◆ Set task 1 ◆
Print the passage of the real numbers section from "Three to four" to "numeral in calculations.", word for word.
◆ Set task 2 ◆
Condense the paragraph of the real numbers section that begins "The numbers we use for counting" into a short bulleted list that keeps its main facts.

◆ Page ◆
1.1 Real Numbers: Algebra Essentials

Topics covered in this section are:

• Classify a real number as a natural, whole, integer, rational, or irrational number.
• Perform calculations using order of operations.
• Use the following properties of real numbers: commutative, associative, distributive, inverse, and identity.
• Evaluate algebraic expressions.
• Simplify algebraic expressions.

It is often said that mathematics is the language of science. If this is true, then an essential part of the language of mathematics is numbers. The earliest use of numbers occurred $100$ centuries ago in the Middle East to count, or enumerate items. Farmers, cattlemen, and tradesmen used tokens, stones, or markers to signify a single quantity—a sheaf of grain, a head of livestock, or a fixed length of cloth, for example. Doing so made commerce possible, leading to improved communications and the spread of civilization.

Three to four thousand years ago, Egyptians introduced fractions. They first used them to show reciprocals. Later, they used them to represent the amount when a quantity was divided into equal parts.

But what if there were no cattle to trade or an entire crop of grain was lost in a flood? How could someone indicate the existence of nothing? From earliest times, people had thought of a “base state” while counting and used various symbols to represent this null condition. However, it was not until about the fifth century A.D. in India that zero was added to the number system and used as a numeral in calculations.

Clearly, there was also a need for numbers to represent loss or debt. In India, in the seventh century A.D., negative numbers were used as solutions to mathematical equations and commercial debts. The opposites of the counting numbers expanded the number system even further.

Because of the evolution of the number system, we can now perform complex calculations using these and other categories of real numbers. In this section, we will explore sets of numbers, calculations with different kinds of numbers, and the use of numbers in expressions.

1.1.1 Classifying a Real Number

The numbers we use for counting, or enumerating items, are the natural numbers: $1$, $2$, $3$, $4$, $5$, and so on. We describe them in set notation as $\{1, 2, 3,…\}$ where the ellipsis (…) indicates that the numbers continue to infinity. The natural numbers are, of course, also called the counting numbers. Any time we enumerate the members of a team, count the coins in a collection, or tally the trees in a grove, we are using the set of natural numbers. The set of whole numbers is the set of natural numbers plus zero: $\{0, 1, 2, 3,…\}$.

The set of integers adds the opposites of the natural numbers to the set of whole numbers: $\{…,-3, -2, -1, 0, 1, 2, 3,…\}$. It is useful to note that the set of integers is made up of three distinct subsets: negative integers, zero, and positive integers. In this sense, the positive integers are just the natural numbers. Another way to think about it is that the natural numbers are a subset of the integers.

negative integers	zero	positive integers
$…, -3, -2, -1,$	$0,$	$1, 2, 3, …$

The set of rational numbers is written as $\{\frac{m}{n}$ | $m$ and $n$ are integers and $n≠0\}$. Notice from the definition that rational numbers are fractions (or quotients) containing integers in both the numerator and the denominator, and the denominator is never $0$. We can also see that every natural number, whole number, and integer is a rational number with a denominator of $1$.

◆ Data excerpts ◆
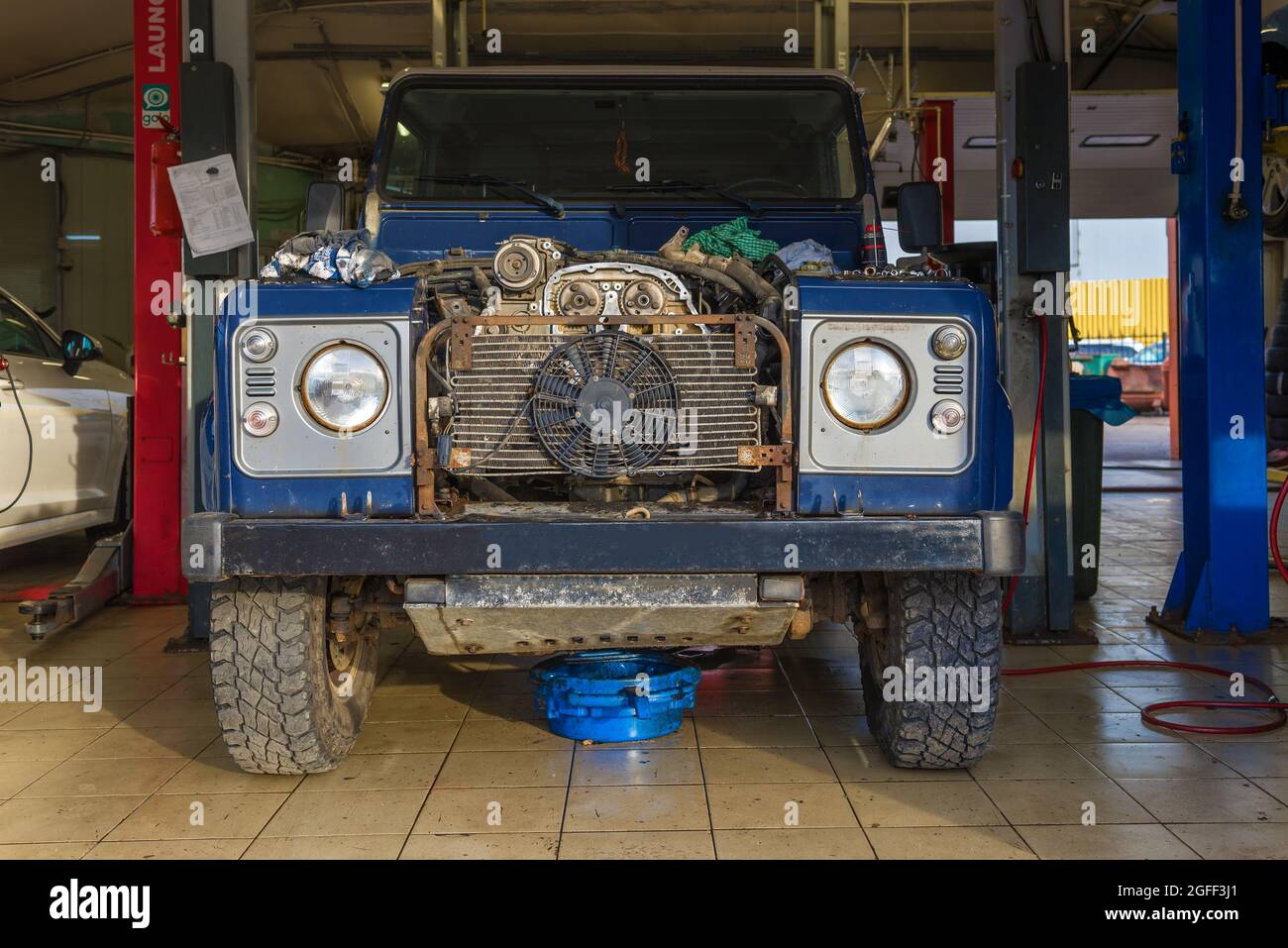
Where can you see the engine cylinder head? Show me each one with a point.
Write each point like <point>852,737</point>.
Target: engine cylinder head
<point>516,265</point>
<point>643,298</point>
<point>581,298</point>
...
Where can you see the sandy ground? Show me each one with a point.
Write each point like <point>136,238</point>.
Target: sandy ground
---
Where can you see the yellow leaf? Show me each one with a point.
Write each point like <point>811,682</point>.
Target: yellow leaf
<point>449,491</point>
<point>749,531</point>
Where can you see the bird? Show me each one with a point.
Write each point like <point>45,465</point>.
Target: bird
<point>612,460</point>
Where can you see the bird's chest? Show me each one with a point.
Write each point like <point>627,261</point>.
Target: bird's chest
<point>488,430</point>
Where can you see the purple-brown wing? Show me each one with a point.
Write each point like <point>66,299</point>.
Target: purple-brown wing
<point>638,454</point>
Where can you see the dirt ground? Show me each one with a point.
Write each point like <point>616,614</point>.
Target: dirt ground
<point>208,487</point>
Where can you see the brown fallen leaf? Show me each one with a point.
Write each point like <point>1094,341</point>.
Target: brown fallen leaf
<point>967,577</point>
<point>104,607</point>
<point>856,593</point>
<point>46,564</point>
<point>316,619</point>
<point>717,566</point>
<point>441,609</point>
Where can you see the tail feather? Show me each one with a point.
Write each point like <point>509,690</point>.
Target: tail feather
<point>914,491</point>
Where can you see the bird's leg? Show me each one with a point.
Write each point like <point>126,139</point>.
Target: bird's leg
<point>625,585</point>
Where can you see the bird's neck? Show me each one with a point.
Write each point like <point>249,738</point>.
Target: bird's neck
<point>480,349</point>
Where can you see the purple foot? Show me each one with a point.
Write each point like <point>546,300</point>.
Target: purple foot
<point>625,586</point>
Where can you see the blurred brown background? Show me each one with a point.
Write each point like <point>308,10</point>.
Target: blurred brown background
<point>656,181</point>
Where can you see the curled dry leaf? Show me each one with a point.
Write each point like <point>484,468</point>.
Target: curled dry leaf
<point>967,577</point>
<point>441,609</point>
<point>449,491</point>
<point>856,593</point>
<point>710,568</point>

◆ Task solution 1 ◆
Three to four thousand years ago, Egyptians introduced fractions. They first used them to show reciprocals. Later, they used them to represent the amount when a quantity was divided into equal parts.

But what if there were no cattle to trade or an entire crop of grain was lost in a flood? How could someone indicate the existence of nothing? From earliest times, people had thought of a “base state” while counting and used various symbols to represent this null condition. However, it was not until about the fifth century A.D. in India that zero was added to the number system and used as a numeral in calculations.

◆ Task solution 2 ◆
- Natural numbers are the numbers used for counting or enumerating items: 1, 2, 3, 4, 5, and so on.
- In set notation they are written {1, 2, 3, …}. The ellipsis shows that they continue to infinity.
- They are also called the counting numbers. Counting team members, coins, or trees uses this set.
- Whole numbers are the natural numbers plus zero: {0, 1, 2, 3, …}.